WHAT THE EXERCISE ASKS
Give back only the lines from the one with "Target: ceiling air vent" through the last line of the data, exactly as they appear.

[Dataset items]
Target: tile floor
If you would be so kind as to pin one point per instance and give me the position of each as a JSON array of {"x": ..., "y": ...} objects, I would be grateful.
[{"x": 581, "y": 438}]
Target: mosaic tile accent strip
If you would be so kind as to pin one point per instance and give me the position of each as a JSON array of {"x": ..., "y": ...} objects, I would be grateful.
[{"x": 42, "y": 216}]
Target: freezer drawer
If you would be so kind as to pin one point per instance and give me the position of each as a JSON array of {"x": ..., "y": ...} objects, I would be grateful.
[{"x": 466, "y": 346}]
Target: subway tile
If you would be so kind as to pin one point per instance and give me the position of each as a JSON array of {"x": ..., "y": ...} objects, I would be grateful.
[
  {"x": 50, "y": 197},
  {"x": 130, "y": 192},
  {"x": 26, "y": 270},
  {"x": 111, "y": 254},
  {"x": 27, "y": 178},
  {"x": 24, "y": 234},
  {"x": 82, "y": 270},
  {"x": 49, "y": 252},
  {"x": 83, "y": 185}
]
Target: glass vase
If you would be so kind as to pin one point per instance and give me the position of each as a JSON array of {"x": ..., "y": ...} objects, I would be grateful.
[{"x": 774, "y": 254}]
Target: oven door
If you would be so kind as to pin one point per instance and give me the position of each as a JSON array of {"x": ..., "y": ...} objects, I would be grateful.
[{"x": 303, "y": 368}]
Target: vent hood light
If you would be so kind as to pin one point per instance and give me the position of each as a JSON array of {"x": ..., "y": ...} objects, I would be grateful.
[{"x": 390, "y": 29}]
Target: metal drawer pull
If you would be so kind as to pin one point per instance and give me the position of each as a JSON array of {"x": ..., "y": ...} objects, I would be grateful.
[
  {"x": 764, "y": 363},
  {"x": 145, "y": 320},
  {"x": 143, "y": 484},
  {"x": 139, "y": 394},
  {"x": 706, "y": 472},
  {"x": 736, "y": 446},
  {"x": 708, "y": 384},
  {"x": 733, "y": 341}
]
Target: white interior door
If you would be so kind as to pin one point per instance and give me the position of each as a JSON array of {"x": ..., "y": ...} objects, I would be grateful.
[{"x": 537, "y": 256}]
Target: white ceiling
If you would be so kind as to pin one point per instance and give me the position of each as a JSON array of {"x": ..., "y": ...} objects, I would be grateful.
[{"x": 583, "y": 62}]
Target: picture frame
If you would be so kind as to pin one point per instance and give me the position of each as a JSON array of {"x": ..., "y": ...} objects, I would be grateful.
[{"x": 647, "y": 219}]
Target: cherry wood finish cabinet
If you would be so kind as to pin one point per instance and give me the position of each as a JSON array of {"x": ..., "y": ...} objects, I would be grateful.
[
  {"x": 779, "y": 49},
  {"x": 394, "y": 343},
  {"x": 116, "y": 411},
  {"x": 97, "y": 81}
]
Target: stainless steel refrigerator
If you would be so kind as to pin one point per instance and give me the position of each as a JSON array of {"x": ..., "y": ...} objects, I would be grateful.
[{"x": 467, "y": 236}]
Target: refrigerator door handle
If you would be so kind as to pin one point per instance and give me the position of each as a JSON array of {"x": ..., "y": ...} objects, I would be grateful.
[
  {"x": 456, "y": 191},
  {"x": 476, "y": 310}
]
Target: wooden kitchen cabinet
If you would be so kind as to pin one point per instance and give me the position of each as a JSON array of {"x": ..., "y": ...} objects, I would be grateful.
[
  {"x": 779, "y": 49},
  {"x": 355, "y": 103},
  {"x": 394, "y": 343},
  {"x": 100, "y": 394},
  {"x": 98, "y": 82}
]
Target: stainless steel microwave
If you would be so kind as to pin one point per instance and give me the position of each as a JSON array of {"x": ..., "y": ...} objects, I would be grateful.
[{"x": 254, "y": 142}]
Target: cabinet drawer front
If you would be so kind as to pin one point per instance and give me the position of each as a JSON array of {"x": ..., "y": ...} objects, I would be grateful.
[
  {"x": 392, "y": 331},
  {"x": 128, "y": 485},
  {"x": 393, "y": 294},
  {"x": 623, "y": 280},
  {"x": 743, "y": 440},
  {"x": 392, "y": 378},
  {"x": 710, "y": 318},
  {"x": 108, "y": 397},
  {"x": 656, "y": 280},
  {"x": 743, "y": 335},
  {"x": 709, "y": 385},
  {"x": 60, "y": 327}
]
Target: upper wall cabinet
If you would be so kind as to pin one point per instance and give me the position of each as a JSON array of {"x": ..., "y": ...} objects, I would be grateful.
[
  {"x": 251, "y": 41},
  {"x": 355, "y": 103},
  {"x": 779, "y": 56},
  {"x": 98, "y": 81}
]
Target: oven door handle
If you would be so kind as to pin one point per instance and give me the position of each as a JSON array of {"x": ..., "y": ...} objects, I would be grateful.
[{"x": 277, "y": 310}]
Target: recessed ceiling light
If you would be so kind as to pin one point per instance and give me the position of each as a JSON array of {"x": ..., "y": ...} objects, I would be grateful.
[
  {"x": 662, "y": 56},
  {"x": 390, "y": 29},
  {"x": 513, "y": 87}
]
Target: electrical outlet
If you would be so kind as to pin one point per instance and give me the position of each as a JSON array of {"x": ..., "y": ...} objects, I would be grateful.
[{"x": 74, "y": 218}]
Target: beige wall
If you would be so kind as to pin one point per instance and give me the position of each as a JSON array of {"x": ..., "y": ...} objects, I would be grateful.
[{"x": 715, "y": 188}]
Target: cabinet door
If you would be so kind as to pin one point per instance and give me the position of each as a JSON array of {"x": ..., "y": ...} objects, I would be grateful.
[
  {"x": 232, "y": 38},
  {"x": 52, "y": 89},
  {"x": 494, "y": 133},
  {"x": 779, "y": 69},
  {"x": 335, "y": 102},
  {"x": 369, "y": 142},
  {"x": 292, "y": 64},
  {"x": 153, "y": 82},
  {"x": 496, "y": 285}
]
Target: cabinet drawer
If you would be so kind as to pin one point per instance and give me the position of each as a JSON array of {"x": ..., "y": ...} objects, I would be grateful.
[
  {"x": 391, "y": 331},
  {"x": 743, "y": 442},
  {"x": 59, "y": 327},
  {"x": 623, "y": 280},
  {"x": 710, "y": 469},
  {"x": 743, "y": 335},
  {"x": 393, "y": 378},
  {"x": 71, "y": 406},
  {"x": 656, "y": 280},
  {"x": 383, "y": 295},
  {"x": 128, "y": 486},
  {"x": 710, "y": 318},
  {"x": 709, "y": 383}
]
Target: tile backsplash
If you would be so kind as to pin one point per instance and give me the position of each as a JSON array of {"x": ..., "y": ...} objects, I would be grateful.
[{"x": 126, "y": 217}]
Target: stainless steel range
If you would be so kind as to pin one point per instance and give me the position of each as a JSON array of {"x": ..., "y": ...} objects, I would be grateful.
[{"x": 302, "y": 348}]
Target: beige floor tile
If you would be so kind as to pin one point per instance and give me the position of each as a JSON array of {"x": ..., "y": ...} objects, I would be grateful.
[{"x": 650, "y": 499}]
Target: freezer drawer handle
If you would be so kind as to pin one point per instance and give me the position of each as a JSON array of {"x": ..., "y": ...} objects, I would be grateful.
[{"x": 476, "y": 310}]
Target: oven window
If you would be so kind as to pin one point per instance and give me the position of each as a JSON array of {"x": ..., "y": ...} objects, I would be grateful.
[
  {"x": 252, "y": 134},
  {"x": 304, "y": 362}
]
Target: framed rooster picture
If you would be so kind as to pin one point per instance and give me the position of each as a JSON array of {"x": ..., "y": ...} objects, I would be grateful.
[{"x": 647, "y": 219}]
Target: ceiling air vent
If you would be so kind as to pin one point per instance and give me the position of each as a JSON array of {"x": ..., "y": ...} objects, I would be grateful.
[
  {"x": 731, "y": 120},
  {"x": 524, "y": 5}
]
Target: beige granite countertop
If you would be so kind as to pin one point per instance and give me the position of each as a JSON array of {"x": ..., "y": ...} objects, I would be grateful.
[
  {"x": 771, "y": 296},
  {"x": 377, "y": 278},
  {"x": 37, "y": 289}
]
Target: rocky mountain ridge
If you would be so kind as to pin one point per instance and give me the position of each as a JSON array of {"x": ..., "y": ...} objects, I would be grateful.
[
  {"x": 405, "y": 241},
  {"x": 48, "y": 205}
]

SOLUTION FOR THIS PROBLEM
Target: ceiling air vent
If you would be so kind as to pin one point per instance and give me the position of each as a JSON array of {"x": ..., "y": ...} objects, I would be grateful.
[
  {"x": 731, "y": 120},
  {"x": 524, "y": 5}
]
Target: beige granite countertop
If you would be so kind as to pin one point per instance and give me the position of each as a JSON array of {"x": ..., "y": ...} objects, I would be grateful.
[
  {"x": 771, "y": 296},
  {"x": 377, "y": 278},
  {"x": 37, "y": 289}
]
Target: rocky mountain ridge
If you would be so kind as to pin one point per instance and give me the position of each as a JSON array of {"x": ..., "y": ...} objects, I would be grateful.
[
  {"x": 405, "y": 241},
  {"x": 48, "y": 205}
]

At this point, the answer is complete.